Problem requirements: In the column, what did the neighbor leave standing in the middle of the road in front of the house?

Column by Hal Walter

Rural Life – December 2001 – Colorado Central Magazine

WHEN I OWNED A 100-year-old farmhouse in booming downtown Wetmore several years ago, one of the biggest problems I had was people speeding past my house.

The house itself sat right on the chipsealed county road and one of the front rooms, a porch which had been glassed in, served as my office. The main street in Wetmore parallels Highway 96, and many people take this back road to the post office or general store. While I was working in my office I would watch while many of these drivers zipped through the clearly marked 15 mph “Children Playing” zone.

And each time I would curse. I didn’t move to a small town to watch people race cars and trucks.

A neighbor from up the road shared my view about the speeders and, like a couple of old men, we would often compare notes about whom we saw speeding, what we should do about it, and why anybody who needed to get anywhere fast would have chosen to live in Wetmore of all places.

Early one morning this neighbor dropped off a fluorescent-orange traffic cone and left it standing right in the middle of the road in front of my house. I was entertained for days as the people who routinely rocketed past now stomped on their brake pedals at the sight of the cone. Some of them actually came to a full stop and looked around for the construction project. Some of them did this several times. From time to time I would reposition the cone just to keep people guessing. One night I heard tires skidding and went out to find the cone down the road a ways with scuff marks. I simply moved it back.

Extracted records:
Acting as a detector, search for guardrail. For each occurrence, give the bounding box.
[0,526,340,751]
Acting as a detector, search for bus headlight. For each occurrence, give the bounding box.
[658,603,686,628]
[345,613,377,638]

Result of this exercise: A fluorescent-orange traffic cone.